Count the lines in the records below that contain the string "rear", matching case exactly, and give only the number.

Records for this task →
★ ★ ★ ★ ★

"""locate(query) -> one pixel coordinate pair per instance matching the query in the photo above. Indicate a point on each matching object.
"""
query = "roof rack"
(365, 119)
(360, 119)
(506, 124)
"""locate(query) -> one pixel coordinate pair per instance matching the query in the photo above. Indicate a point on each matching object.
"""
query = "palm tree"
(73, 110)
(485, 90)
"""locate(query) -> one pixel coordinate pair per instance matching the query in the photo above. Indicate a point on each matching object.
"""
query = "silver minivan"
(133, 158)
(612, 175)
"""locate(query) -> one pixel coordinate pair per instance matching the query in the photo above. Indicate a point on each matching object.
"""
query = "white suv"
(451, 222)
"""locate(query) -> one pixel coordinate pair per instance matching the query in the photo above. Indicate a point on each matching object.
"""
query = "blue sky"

★ ★ ★ ★ ★

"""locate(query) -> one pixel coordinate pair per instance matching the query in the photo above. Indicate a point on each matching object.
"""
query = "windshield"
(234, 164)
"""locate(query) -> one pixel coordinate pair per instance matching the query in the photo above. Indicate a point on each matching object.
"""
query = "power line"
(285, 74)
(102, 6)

★ ★ ★ ★ ★

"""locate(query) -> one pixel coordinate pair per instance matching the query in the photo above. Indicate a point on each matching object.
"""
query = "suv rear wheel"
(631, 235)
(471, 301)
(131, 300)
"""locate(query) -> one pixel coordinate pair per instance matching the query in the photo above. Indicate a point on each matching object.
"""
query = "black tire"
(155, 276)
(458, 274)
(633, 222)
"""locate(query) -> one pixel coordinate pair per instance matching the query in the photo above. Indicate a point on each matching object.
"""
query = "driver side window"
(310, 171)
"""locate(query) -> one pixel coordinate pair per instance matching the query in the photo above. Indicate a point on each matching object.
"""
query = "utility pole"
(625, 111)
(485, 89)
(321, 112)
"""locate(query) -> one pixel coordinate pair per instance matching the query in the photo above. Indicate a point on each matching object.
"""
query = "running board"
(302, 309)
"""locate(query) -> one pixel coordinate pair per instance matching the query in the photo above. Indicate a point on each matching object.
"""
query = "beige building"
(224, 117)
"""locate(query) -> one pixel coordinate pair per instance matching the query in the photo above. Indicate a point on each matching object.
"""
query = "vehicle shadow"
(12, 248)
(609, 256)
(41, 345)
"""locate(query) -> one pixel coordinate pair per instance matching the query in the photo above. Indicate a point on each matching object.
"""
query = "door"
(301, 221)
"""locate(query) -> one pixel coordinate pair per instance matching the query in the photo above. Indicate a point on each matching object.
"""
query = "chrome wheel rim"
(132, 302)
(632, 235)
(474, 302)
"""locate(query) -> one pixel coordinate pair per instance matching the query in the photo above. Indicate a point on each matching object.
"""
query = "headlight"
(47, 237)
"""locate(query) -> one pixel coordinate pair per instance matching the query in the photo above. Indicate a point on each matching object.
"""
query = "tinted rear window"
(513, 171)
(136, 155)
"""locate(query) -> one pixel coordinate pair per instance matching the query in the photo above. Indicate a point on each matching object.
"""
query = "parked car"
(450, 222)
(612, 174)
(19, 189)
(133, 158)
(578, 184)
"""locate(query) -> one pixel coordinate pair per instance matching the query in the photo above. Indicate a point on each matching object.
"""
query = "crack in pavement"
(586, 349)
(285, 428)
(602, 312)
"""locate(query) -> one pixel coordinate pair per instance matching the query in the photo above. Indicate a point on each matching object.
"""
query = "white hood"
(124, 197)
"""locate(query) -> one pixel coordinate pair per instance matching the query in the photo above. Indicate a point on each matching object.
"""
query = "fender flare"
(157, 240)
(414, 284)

★ ★ ★ ★ ★

Written answer →
2